Supplied data —
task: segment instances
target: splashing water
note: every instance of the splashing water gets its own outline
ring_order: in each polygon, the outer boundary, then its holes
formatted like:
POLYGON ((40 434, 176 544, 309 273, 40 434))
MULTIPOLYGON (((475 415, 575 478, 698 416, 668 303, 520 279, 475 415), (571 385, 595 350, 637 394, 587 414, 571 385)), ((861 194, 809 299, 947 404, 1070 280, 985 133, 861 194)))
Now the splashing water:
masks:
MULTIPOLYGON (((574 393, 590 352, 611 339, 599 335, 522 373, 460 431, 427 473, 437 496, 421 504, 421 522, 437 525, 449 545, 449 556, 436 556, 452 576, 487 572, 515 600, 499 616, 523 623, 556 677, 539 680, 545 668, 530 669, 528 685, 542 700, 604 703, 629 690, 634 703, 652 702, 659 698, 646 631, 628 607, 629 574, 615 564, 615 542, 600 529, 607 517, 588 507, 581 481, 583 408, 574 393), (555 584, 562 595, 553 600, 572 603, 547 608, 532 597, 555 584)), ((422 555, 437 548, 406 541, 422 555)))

Exercise goal — Take the records above and return, word for word, only the lines that fall from the line with "ring_order: in each" to the line with "Now the splashing", both of them included.

Expected answer —
ring_order: in each polygon, the outer boundary, then its holes
formatted like:
POLYGON ((40 434, 176 544, 309 273, 40 434))
MULTIPOLYGON (((475 415, 575 478, 698 416, 668 303, 520 279, 475 415), (571 385, 595 350, 637 394, 587 414, 571 385)), ((861 194, 809 299, 947 404, 1070 280, 985 133, 861 194)))
Now the splashing water:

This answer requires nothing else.